**Stored data entries**.
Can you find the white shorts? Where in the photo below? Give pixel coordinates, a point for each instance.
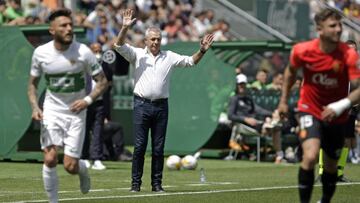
(64, 130)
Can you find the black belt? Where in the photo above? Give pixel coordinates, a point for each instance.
(151, 101)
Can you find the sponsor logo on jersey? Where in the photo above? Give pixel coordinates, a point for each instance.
(109, 56)
(323, 79)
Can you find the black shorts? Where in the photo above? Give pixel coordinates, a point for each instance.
(350, 127)
(331, 135)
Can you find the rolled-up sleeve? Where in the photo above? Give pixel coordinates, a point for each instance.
(35, 70)
(126, 51)
(181, 60)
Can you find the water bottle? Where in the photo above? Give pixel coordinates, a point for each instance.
(202, 176)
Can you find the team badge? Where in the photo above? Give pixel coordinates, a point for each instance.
(109, 56)
(337, 66)
(303, 134)
(358, 64)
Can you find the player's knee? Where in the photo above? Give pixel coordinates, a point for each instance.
(50, 161)
(311, 158)
(71, 167)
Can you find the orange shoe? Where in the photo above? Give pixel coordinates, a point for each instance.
(234, 145)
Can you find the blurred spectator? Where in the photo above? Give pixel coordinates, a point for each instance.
(277, 82)
(261, 78)
(242, 109)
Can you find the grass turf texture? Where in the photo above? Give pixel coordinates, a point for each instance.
(227, 181)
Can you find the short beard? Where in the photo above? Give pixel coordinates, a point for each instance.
(62, 41)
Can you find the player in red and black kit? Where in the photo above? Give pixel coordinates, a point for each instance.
(328, 65)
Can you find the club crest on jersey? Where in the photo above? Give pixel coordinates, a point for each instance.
(337, 66)
(109, 56)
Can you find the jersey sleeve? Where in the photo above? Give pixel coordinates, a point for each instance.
(295, 57)
(35, 69)
(353, 64)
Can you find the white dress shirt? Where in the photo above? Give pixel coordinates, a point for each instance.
(152, 73)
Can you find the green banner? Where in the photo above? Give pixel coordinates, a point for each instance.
(290, 18)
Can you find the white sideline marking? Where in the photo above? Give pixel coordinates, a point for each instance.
(182, 193)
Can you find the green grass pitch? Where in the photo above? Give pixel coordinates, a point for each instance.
(227, 181)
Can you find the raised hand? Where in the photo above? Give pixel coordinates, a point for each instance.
(206, 42)
(127, 17)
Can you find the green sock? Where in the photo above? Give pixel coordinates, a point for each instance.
(342, 161)
(321, 162)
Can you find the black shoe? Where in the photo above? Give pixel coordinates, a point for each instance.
(124, 157)
(135, 188)
(157, 188)
(343, 179)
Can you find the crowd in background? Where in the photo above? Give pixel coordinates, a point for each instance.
(179, 20)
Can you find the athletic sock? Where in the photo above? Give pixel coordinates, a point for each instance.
(329, 185)
(321, 162)
(306, 182)
(82, 167)
(342, 161)
(280, 154)
(51, 183)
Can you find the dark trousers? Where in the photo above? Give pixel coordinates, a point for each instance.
(147, 116)
(114, 140)
(93, 143)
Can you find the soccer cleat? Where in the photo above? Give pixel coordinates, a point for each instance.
(135, 188)
(84, 182)
(279, 160)
(157, 188)
(355, 159)
(234, 145)
(98, 165)
(87, 163)
(343, 179)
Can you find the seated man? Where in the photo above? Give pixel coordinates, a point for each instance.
(242, 109)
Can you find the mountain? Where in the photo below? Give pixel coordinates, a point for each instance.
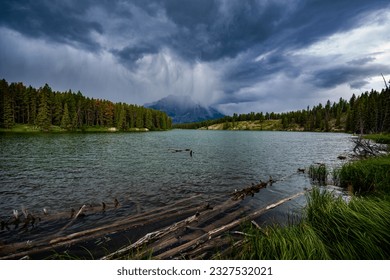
(182, 109)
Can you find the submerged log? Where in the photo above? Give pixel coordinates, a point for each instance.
(365, 147)
(190, 245)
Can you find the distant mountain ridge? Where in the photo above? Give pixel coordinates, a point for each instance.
(182, 109)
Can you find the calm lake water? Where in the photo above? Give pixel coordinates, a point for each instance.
(60, 171)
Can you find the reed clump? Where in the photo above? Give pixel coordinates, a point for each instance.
(318, 173)
(370, 175)
(330, 229)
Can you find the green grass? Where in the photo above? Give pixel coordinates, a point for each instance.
(330, 229)
(318, 173)
(366, 176)
(379, 138)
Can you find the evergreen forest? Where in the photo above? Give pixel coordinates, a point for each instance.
(364, 114)
(44, 109)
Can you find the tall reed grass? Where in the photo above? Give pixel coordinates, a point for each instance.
(318, 173)
(366, 176)
(330, 229)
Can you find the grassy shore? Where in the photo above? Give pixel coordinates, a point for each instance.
(331, 227)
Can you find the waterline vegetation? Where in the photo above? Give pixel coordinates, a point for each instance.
(333, 227)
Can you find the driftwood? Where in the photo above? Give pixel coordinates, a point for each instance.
(188, 229)
(250, 191)
(365, 147)
(18, 250)
(192, 244)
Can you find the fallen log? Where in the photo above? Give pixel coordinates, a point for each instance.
(213, 233)
(191, 244)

**EXERCISE GOAL**. Copy the entries above line for line, without changing any wording. Omit the pictures from your copy.

**THE REPLY**.
Can you find the white shorts? Where in the photo below? Give pixel coordinates, a point for each instance.
(64, 130)
Can you find the black belt? Where in the photo above? Give pixel coordinates, a point for each instance.
(151, 101)
Can you find the sponsor logo on jersey? Where in the photo above? Give pixel coordinates, a point for each instance.
(109, 56)
(323, 79)
Can you find the black shorts? Where in the photo above? Give pixel coordinates, a point for each instance.
(350, 127)
(331, 135)
Can you find the rolled-up sleeve? Where in the photo above? Give pixel coordinates, a point for each instance.
(35, 70)
(126, 51)
(181, 60)
Can you find the water bottle? Where in the photo above? Give pixel coordinates, a point for each instance.
(202, 176)
Can you find the team badge? Where in the photo above? Give pixel coordinates, a point for each instance.
(109, 56)
(337, 66)
(303, 134)
(358, 64)
Can you find the player's knee? Where in the photo above? Give pixel coordinates, a point for each instance.
(50, 161)
(311, 158)
(71, 167)
Can you find the orange shoe? Where in the photo above? Give pixel coordinates, a point for each instance.
(234, 145)
Can you find the blurred spectator? Where in the photo above? Give pixel coordinates, a point for each instance.
(277, 82)
(261, 78)
(242, 109)
Can you find the grass turf texture? Where in the photo above? Give pixel coordinates, a point for each instance.
(227, 181)
Can you find the short beard? Where in the photo above? Give pixel coordinates, a point for each instance.
(62, 41)
Can you find the player in red and black kit? Where in the photo above? Give pixel coordinates, a point for each instance.
(328, 65)
Can you find the club crest on jersey? Where in the photo above? Give pixel coordinates, a point for each instance.
(337, 66)
(109, 56)
Can you find the jersey sleeve? Where in the photo above? Give pixel coordinates, a point for each instance.
(295, 57)
(35, 69)
(353, 64)
Can you find the white dress shirt? Where in the photo above? Give pixel coordinates, a point for each instance.
(152, 73)
Can you find the green banner? Where in the photo above? Give pixel coordinates, a point for each instance.
(290, 18)
Can you find the white sideline marking? Where in the photo above? Give pixel coordinates, a point for each instance.
(182, 193)
Can you find the green grass pitch? Where in the photo above? Give pixel coordinates, a point for each instance.
(227, 181)
Can you find the raised hand? Where in the photo above? Give pixel coordinates, a point for each instance.
(206, 42)
(127, 17)
Can you find the green sock? Where in the photo above? Give pixel coordinates, a point for each instance.
(342, 161)
(321, 162)
Can you find the black shoe? Where in the photo above? Give pixel coordinates, a point for each instance.
(124, 157)
(135, 188)
(157, 188)
(343, 179)
Can you find the crowd in background? Where in the photo above? Give pixel coordinates, a point for each instance.
(179, 20)
Can you find the athletic sock? Where in the photo above? Give pixel coordinates, a point for each instance.
(329, 185)
(321, 162)
(306, 182)
(82, 167)
(342, 161)
(280, 154)
(51, 183)
Can you find the dark trousers? Where in the photo above? Give pixel coordinates, a point for each instance.
(147, 116)
(114, 140)
(93, 143)
Can you find the soccer cleat? Where in the photo above? Give pixel coordinates, a point for each instance.
(135, 188)
(84, 182)
(279, 160)
(157, 188)
(355, 159)
(234, 145)
(98, 165)
(87, 163)
(343, 179)
Can you find the seated man? Where in the photo above? Give pixel coordinates, a point for each instance.
(242, 109)
Can you find the mountain? Where in the photo below? Give pixel coordinates, a point for each instance.
(182, 109)
Can you find the submerged log? Where in the photo above? Give pixel coordinates, a point for each instance.
(365, 147)
(190, 245)
Can you find the distant mountain ridge? Where in the photo above? Give pixel coordinates, a point for each instance.
(182, 109)
Can you find the calm lake water? Where in the photo above? Give pixel coordinates, a point for each instance.
(60, 171)
Can you find the reed clump? Where in the photo above? Give pixel coordinates, a point for each instance.
(318, 173)
(370, 175)
(330, 229)
Can you find the green grass? Where in the photo above? Give pixel coordinates, a point for each instance.
(330, 229)
(318, 173)
(366, 176)
(379, 138)
Can you find the evergreen forest? Where in the photo above? Give pixel coordinates, a point for each instance.
(364, 114)
(44, 109)
Can you find the tall reed grass? Where in the photo above? Give pixel coordinates, a point for each instance.
(318, 173)
(366, 176)
(330, 229)
Can you find the grassy shore? Where in the photo above? Give pixel coordinates, a point for each instance.
(331, 227)
Can you find the waterline vegetation? Where in the photo above? Give pixel coordinates, a point for each instance.
(333, 227)
Can you find the driftwood? Where in the photo above? Give pixel coordinates, a point for each instance.
(188, 229)
(250, 191)
(365, 147)
(18, 250)
(192, 244)
Can you find the fallen log? Where in the photo above? Give pixel coordinates, a point for each instance.
(213, 233)
(191, 244)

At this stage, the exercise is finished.